▶ GOAL OF THE EXERCISE
Your copy should match the entries below exactly, apart from the images.

Stored items
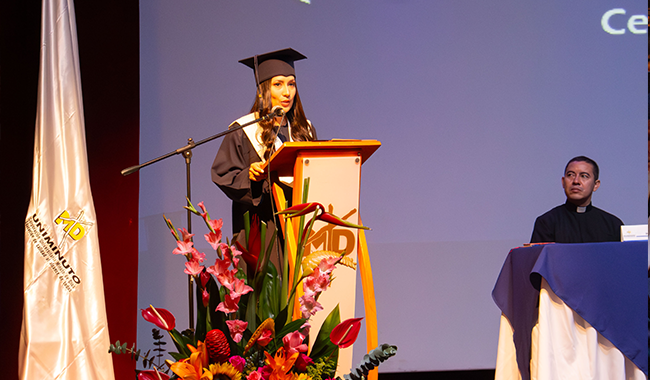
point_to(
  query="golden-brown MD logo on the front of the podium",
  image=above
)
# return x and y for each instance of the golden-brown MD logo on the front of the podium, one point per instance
(333, 238)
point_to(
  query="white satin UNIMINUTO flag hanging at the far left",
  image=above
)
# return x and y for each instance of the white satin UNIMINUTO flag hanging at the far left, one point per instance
(65, 332)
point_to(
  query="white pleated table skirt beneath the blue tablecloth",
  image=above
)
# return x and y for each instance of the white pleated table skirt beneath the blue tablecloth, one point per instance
(564, 346)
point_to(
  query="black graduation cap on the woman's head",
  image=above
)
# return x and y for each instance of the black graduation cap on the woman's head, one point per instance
(279, 62)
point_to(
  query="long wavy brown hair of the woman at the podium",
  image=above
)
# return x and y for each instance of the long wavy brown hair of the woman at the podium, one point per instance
(300, 128)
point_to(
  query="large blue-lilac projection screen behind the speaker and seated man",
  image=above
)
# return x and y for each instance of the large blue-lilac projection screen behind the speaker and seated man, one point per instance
(478, 105)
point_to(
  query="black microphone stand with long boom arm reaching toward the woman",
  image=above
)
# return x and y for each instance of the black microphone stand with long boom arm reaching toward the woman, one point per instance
(186, 151)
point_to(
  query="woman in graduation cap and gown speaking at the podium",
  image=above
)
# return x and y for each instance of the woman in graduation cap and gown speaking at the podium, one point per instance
(237, 168)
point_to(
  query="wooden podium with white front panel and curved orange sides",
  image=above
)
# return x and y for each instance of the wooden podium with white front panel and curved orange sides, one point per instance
(334, 172)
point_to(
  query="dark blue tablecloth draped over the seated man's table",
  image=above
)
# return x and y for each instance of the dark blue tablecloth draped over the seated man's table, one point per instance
(605, 283)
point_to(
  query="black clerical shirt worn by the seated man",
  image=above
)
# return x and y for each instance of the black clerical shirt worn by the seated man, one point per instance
(564, 224)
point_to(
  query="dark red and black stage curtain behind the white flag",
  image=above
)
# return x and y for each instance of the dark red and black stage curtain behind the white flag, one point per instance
(109, 61)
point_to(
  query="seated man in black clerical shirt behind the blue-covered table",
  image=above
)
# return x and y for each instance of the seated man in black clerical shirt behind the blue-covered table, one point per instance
(577, 221)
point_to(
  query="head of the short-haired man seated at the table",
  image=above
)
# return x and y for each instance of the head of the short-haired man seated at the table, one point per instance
(579, 183)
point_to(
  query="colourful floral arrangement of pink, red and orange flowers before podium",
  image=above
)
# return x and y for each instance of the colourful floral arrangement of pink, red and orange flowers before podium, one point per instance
(246, 325)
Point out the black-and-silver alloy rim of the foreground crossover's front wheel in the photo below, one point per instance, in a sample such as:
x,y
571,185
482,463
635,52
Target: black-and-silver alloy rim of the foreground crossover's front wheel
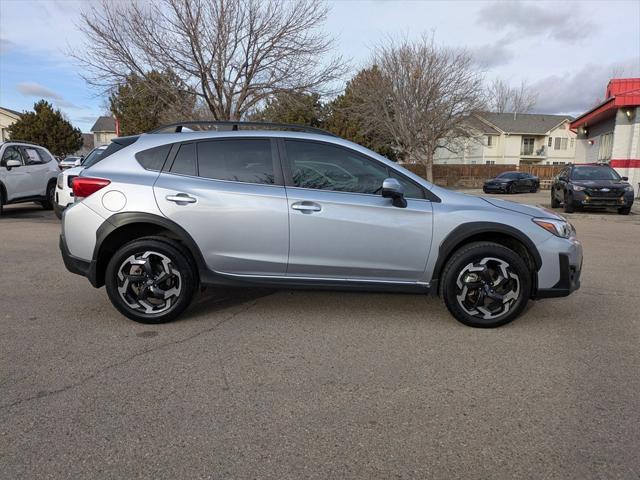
x,y
487,289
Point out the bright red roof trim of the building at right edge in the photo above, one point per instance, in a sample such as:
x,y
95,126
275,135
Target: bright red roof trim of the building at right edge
x,y
621,92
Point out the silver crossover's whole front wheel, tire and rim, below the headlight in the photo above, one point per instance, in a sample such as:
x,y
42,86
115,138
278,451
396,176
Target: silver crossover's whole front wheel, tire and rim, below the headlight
x,y
486,285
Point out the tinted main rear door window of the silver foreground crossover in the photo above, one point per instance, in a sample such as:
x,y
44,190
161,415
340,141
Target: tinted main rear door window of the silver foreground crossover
x,y
242,160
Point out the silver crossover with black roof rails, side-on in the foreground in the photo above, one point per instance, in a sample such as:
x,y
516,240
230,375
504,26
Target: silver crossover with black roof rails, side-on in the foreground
x,y
165,212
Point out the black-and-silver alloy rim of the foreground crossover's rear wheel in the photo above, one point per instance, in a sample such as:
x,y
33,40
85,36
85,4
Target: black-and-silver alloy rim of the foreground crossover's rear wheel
x,y
149,282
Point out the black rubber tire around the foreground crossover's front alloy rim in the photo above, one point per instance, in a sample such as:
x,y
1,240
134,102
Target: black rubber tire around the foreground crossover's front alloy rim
x,y
476,252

▶ SOLUTION BELOW
point_to(
  query="golden-brown MD logo on the front of the podium",
  image=above
)
# return x and y for each instance of the golden-brown MD logo on the front of the podium, one point per instance
(333, 238)
point_to(
  query="white satin UNIMINUTO flag hanging at the far left",
  image=above
)
# return x and y for each instance of the white satin UNIMINUTO flag hanging at the far left, one point per instance
(65, 332)
point_to(
  query="white pleated table skirt beneath the blue tablecloth",
  image=above
)
# return x and y for each instance of the white pleated table skirt beneath the blue tablecloth, one point per instance
(564, 346)
point_to(
  query="black graduation cap on the woman's head",
  image=above
)
# return x and y for each instance of the black graduation cap on the woman's head, one point per instance
(279, 62)
point_to(
  query="long wavy brown hair of the woman at the podium",
  image=above
)
# return x and y for each instance of the long wavy brown hair of the woman at the podium, one point per instance
(300, 128)
point_to(
  query="large blue-lilac projection screen behind the speaker and seated man",
  image=above
)
# return x and y for each instance of the large blue-lilac projection screen behind the speaker and seated man, one point per instance
(478, 105)
point_to(
  query="black microphone stand with long boom arm reaching toward the woman",
  image=above
)
# return x and y for each instance of the black microphone stand with long boom arm reaching toward the woman, one point per instance
(186, 151)
point_to(
  query="woman in graduation cap and gown speaking at the podium",
  image=above
)
# return x and y for each instance of the woman in graduation cap and gown speaking at the podium, one point per instance
(237, 168)
point_to(
  query="wooden podium with white front panel and curved orange sides",
  image=above
)
# return x and y for each instance of the wooden podium with white front panel and curved orange sides, one point per instance
(334, 172)
point_to(
  query="dark blue tablecloth draped over the seated man's table",
  image=above
)
# return x and y for each instance of the dark blue tablecloth draped over the seated man's table, one point per instance
(605, 283)
point_to(
  query="black clerical shirt worn by the seated man",
  image=above
)
# return x and y for each instance of the black clerical shirt worn by the seated man, one point per instance
(564, 224)
point_to(
  query="dark red and black stage curtain behind the white flag",
  image=above
)
# return x and y for each instance of the dark red and black stage curtain behind the white flag, one point per instance
(109, 61)
point_to(
  query="seated man in black clerical shirt behind the blue-covered table",
  image=above
)
# return x and y for each instance of the seated man in black clerical shirt behind the blue-covered table, one point per instance
(577, 221)
point_to(
  query="head of the short-haired man seated at the table",
  image=above
)
# return x and y for each instance of the head of the short-haired man seated at the table, one point per instance
(579, 183)
point_to(
  query="colourful floral arrangement of pink, red and orange flowers before podium",
  image=above
)
# return x and y for each instance of the colourful floral arrangement of pink, red and orange flowers before podium, one point per instance
(246, 325)
Point out the black-and-silver alloy rim of the foreground crossover's front wheel in the photo below, one point per instance, in a sample such as:
x,y
571,185
482,463
635,52
Target: black-and-silver alloy rim of the foreground crossover's front wheel
x,y
487,289
Point out the bright red roof trim of the building at right edge in the photo above, one point per instance, in a sample such as:
x,y
95,126
275,135
Target: bright red roof trim of the building at right edge
x,y
621,92
Point out the silver crossover's whole front wheel, tire and rim, below the headlight in the photo above, one point per instance, in a sample such as:
x,y
42,86
115,138
278,451
396,176
Target: silver crossover's whole front wheel, tire and rim, below the headlight
x,y
486,285
Point out the tinted main rear door window of the silver foreground crossover in the photo above, one point per instance, in a sample such as:
x,y
44,190
161,415
340,141
Target: tinted main rear door window of the silver foreground crossover
x,y
242,160
Point out the silver crossover with black roof rails, side-on in the foreground in the photo above, one point per instance, in a sample such as:
x,y
516,240
230,375
504,26
Target: silver crossover with black roof rails, side-on in the foreground
x,y
165,212
Point out the black-and-silver alloy rim of the foreground crossover's rear wheel in the photo above, one point per instance, in a sample such as:
x,y
33,40
85,36
85,4
Target: black-and-silver alloy rim of the foreground crossover's rear wheel
x,y
149,282
Point out the black rubber tire around the foreground crossover's front alloy rim in the photo above, one point per instance, in a sample such as:
x,y
1,240
134,102
Target: black rubber tire around the foreground crossover's front alloy rim
x,y
476,252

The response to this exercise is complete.